**Extrait**.
Dernière mise à jour : 24 mai



Je n’ai pas connu André « Dédé » Fortin, mais comme tout le monde je savais qui il était : personnage haut en couleur, fervent militant pour l’indépendance du Québec et, surtout, chanteur des Colocs, le groupe le plus populaire au Québec depuis le début des années 90.  




Je ne connaissais pas Dédé mais, en 1999, alors que je demeurais à Montréal, en plein cœur du plateau Mont-Royal, il m’arrivait de le croiser au coin de Rachel ou au dépanneur vietnamien. Il habitait le quartier lui aussi et parfois, en m’apercevant, il me lançait un : « Eille salut, l’gars des Îles ! » bien sonore. Je le trouvais aimable, lui la vedette, de me saluer moi, l’anonyme. Je lui répondais : « Salut l’gars du Lac! ». Puis chacun continuait son chemin. C’est tout. Ça me faisait juste plaisir.

 

À cette époque, suite à une déception amoureuse (une autre), je vivais seul dans un petit appartement d’un bloc assez triste de la rue Garnier. Je savais que Dédé aussi était seul, qu’il en arrachait un peu avec la célébrité et tout ça, et qu’il avait encore du mal à se remettre de la défaite référendaire de 95. Bref, il filait un mauvais coton. Quand il s’est enlevé la vie le 8 mai de l’an 2000, provoquant une onde de choc dans tout le Québec, ça m’a fait vraiment de la peine. Les chansons qu’il écrivait parlaient de son temps, qui était aussi le mien et, rétrospectivement, il me semblait que quelques-unes (Mauvais caractère, Tassez-vous de d’là, Juste une ‘tite nuite, Le répondeur, Tellement longtemps) s’adressaient à moi personnellement.

 

Le jour où c’est arrivé, avant même de l’apprendre et par une sorte de synchronicité comme il en arrive parfois, j’écrivais dans mon journal :

 

Comme une sorte de peur qui grandit tout de travers et au mauvais endroit...

Je n’ai jamais été autant prisonnier de moi-même. 

Je suis devenu trop petit pour la vie qui a choisi de me vivre. 

Je supporte de moins en moins le monde tel qu’il apparaît à mes yeux

même si je sais que mon regard est déficient. 

Voir autrement, c’est pouvoir autrement.

J’en ai marre.

 

Dédé, lecteur de Mishima, savait peut-être qu’un autre écrivain, Gustave Flaubert, était mort le 8 mai, en 1880.

 

Féru d’histoire et passionné de politique, il devait aussi savoir que le 8 mai 1642, soixante-six pionniers et pionnières (les Montréalistes) étaient partis de Québec pour aller s’établir près de Pointe-à-Callières, dans cette ville sur le point d’être fondée par Jeanne Mance et Paul Chomedey de Maisonneuve.

 

Le 8 mai, c’est également le jour où la première Ligue des droits de l’Homme a été créée en France, en 1898, dans les remous de l’affaire Dreyfus. C’est surtout celui où, en 1945, les nazis ont capitulé, mettant un point final à une des guerres les plus meurtrières de l’Histoire. Il ne devait pas l’ignorer.

**Consignes**.
**a)** Dans le texte sur Dédé Fortin, résumez sous forme de liste le paragraphe qui commence par « Je ne connaissais pas Dédé mais, en 1999 », sans perdre ses faits principaux.
**b)** D'après le texte sur Dédé Fortin, pourquoi la personne qui écrit trouvait-elle Dédé aimable ? Répondez en une à trois phrases.
**c)** Prolongez le texte sur Dédé Fortin à partir de sa dernière phrase.

Données enregistrées:
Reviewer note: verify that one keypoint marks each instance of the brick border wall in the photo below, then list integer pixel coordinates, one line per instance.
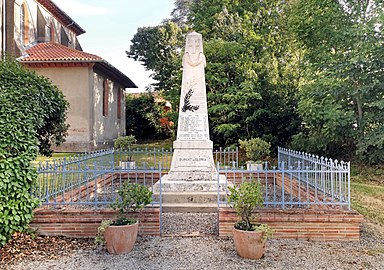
(83, 223)
(315, 225)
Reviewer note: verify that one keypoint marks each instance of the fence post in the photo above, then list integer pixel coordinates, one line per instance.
(282, 185)
(349, 184)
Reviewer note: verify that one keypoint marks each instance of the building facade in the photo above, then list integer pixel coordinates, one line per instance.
(44, 38)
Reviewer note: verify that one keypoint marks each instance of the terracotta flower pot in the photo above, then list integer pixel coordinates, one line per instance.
(121, 239)
(249, 244)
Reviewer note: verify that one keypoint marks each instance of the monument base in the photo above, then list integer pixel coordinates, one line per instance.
(171, 185)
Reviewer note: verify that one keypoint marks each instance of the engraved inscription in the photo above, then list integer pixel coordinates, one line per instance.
(187, 103)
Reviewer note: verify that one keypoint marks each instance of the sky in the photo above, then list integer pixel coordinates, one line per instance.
(110, 26)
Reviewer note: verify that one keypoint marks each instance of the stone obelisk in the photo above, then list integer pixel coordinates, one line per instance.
(192, 165)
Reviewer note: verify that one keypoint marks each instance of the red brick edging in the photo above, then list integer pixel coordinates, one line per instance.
(84, 222)
(317, 225)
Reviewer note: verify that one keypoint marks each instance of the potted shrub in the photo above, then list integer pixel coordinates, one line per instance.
(256, 150)
(249, 238)
(119, 235)
(124, 143)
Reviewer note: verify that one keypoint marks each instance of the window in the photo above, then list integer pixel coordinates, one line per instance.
(24, 27)
(119, 91)
(105, 97)
(51, 32)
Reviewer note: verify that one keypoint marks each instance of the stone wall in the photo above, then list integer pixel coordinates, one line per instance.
(83, 223)
(314, 225)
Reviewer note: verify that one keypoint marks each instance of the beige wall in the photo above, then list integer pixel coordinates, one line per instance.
(75, 84)
(83, 88)
(107, 128)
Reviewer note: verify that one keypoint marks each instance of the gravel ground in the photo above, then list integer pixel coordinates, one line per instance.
(211, 252)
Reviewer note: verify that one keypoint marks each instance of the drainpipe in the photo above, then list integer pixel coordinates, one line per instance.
(3, 47)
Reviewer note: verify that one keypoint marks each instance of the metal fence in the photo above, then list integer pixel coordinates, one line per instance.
(299, 180)
(93, 178)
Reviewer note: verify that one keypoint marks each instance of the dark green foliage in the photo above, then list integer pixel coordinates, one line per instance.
(143, 118)
(159, 49)
(27, 105)
(251, 72)
(341, 97)
(133, 197)
(245, 199)
(48, 106)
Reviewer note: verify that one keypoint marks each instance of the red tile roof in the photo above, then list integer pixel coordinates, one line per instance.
(61, 16)
(49, 52)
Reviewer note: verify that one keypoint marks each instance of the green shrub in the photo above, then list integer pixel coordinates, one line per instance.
(28, 123)
(124, 142)
(47, 104)
(256, 149)
(244, 199)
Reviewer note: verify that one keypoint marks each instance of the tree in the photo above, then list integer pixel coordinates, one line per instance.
(341, 97)
(31, 110)
(159, 49)
(48, 104)
(143, 117)
(251, 73)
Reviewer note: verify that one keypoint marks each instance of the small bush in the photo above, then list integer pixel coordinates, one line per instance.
(124, 142)
(256, 149)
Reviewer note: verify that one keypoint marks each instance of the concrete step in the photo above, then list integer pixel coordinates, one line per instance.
(190, 197)
(190, 207)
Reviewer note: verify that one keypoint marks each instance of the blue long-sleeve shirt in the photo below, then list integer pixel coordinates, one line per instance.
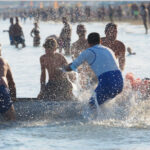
(100, 59)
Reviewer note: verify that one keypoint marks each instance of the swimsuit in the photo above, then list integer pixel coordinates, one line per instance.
(102, 62)
(5, 100)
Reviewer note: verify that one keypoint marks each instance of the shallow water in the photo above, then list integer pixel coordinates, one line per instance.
(122, 123)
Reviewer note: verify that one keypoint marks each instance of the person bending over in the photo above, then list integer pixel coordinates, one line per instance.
(103, 63)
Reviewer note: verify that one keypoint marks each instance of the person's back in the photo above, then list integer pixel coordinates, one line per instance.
(65, 37)
(115, 45)
(99, 57)
(103, 63)
(6, 97)
(58, 86)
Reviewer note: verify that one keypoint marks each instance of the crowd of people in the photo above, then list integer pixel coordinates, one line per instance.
(100, 53)
(81, 13)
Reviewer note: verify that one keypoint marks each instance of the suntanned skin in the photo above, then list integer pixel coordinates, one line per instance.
(65, 37)
(77, 47)
(6, 79)
(80, 45)
(117, 46)
(52, 62)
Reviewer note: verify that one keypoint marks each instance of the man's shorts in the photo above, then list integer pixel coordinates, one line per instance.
(5, 100)
(110, 85)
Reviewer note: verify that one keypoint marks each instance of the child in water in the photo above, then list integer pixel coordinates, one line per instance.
(35, 33)
(137, 84)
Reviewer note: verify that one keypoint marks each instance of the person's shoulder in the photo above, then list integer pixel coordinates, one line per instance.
(42, 57)
(103, 39)
(58, 55)
(74, 44)
(119, 42)
(3, 61)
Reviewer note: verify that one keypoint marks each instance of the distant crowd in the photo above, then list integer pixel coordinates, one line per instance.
(77, 13)
(103, 60)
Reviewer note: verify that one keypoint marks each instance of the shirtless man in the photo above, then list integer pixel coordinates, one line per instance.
(81, 44)
(35, 33)
(65, 37)
(117, 46)
(7, 90)
(58, 86)
(18, 34)
(144, 15)
(77, 47)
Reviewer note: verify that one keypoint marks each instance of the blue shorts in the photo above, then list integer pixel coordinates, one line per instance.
(110, 85)
(5, 100)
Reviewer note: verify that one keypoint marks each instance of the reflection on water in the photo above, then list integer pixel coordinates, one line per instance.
(122, 123)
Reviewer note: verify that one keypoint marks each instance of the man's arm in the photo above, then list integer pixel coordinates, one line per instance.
(121, 57)
(43, 75)
(11, 84)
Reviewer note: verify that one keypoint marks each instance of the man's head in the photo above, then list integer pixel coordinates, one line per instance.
(11, 20)
(64, 20)
(81, 31)
(93, 39)
(111, 31)
(50, 44)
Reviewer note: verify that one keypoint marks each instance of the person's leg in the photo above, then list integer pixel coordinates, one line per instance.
(6, 105)
(10, 114)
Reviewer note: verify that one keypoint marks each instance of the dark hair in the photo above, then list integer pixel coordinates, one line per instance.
(110, 25)
(17, 20)
(11, 19)
(81, 28)
(50, 43)
(94, 38)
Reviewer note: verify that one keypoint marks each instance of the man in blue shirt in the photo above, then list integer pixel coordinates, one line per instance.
(103, 63)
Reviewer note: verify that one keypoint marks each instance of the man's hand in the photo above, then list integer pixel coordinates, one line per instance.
(67, 68)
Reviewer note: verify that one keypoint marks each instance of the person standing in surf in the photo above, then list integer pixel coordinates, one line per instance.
(35, 33)
(18, 34)
(103, 63)
(115, 45)
(58, 86)
(144, 15)
(7, 90)
(65, 37)
(77, 47)
(11, 31)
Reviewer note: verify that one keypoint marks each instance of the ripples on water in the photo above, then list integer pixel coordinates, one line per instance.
(121, 124)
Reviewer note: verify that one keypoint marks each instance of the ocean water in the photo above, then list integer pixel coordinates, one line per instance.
(122, 123)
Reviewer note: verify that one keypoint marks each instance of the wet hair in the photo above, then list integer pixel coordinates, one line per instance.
(50, 43)
(81, 28)
(94, 38)
(110, 25)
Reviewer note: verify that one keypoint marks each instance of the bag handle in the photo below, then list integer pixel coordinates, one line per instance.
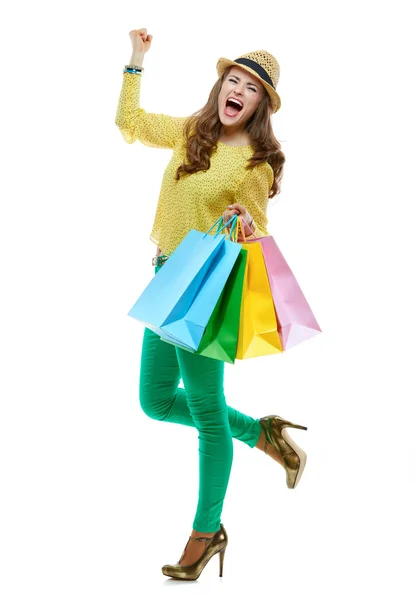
(221, 226)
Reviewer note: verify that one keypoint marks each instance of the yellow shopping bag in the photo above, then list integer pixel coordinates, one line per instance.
(258, 327)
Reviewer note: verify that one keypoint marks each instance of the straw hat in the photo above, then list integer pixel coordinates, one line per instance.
(261, 64)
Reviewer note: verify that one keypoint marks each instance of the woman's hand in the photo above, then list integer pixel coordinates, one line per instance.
(140, 40)
(238, 209)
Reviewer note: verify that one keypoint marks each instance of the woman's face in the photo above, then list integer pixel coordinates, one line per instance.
(246, 88)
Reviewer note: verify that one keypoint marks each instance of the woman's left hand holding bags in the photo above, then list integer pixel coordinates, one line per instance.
(236, 208)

**Résultats**.
**a)**
- En 1999, j'habitais Montréal, en plein cœur du plateau Mont-Royal, le même quartier que Dédé.
- Je le croisais parfois au coin de Rachel ou au dépanneur vietnamien.
- Il me lançait parfois : « Eille salut, l'gars des Îles ! », et je répondais : « Salut l'gars du Lac! ».
- Puis chacun continuait son chemin.
- Je trouvais aimable qu'une vedette salue un anonyme, et cela me faisait plaisir.

**b)** Dédé était une vedette, et il prenait pourtant la peine de saluer dans la rue une personne anonyme. Il lui lançait parfois un « Eille salut, l'gars des Îles ! » bien sonore.

**c)**
 

Fier québécois, nul doute qu’il se souvenait du 8 mai 1982 et du terrible accident qui avait coûté la vie à Gilles Villeneuve, un passionné comme lui. Deux ans plus tard, toujours un 8 mai, un certain Denis Lortie faisait irruption au Parlement de Québec et tuait trois personnes et en blessait treize autres. Ça, je suis persuadé qu’il ne l’avait pas oublié.

 

Mais, après s’être fait harakiri, et alors qu’il se vidait de son sang, André Fortin ne devait pas songer qu’en ce jour même, au-delà des murs de son appartement de la rue Rachel, on célébrait la Journée mondiale de la Croix-Rouge.

 

Lui qui dans une de ses chansons implorait le Bon Yeu de lui donner une job aura peut-être été accueilli là-haut par Don Camillo, dont l’interprète Fernandel (disparu depuis longtemps) était né un 8 mai, en 1903, au moment même où s’effaçait Gauguin.

 

De tous ces personnages, sauf peut-être le pilote et sa Ferrari, il n’y a que Fernandel que mon père aurait reconnu, et sans doute qu’il l’a bien aimé. C’est que, dans son rôle de curé bourru et bagarreur, plus humaniste que clérical, cet acteur français au sourire contagieux avait su viser juste. Au tournant de la Révolution tranquille, un Don Camillo qui tournait en dérision la petite politique et les chicanes de clocher, c’était comique et surtout ça faisait du bien à sa génération, encore bridée par l’Église Catholique.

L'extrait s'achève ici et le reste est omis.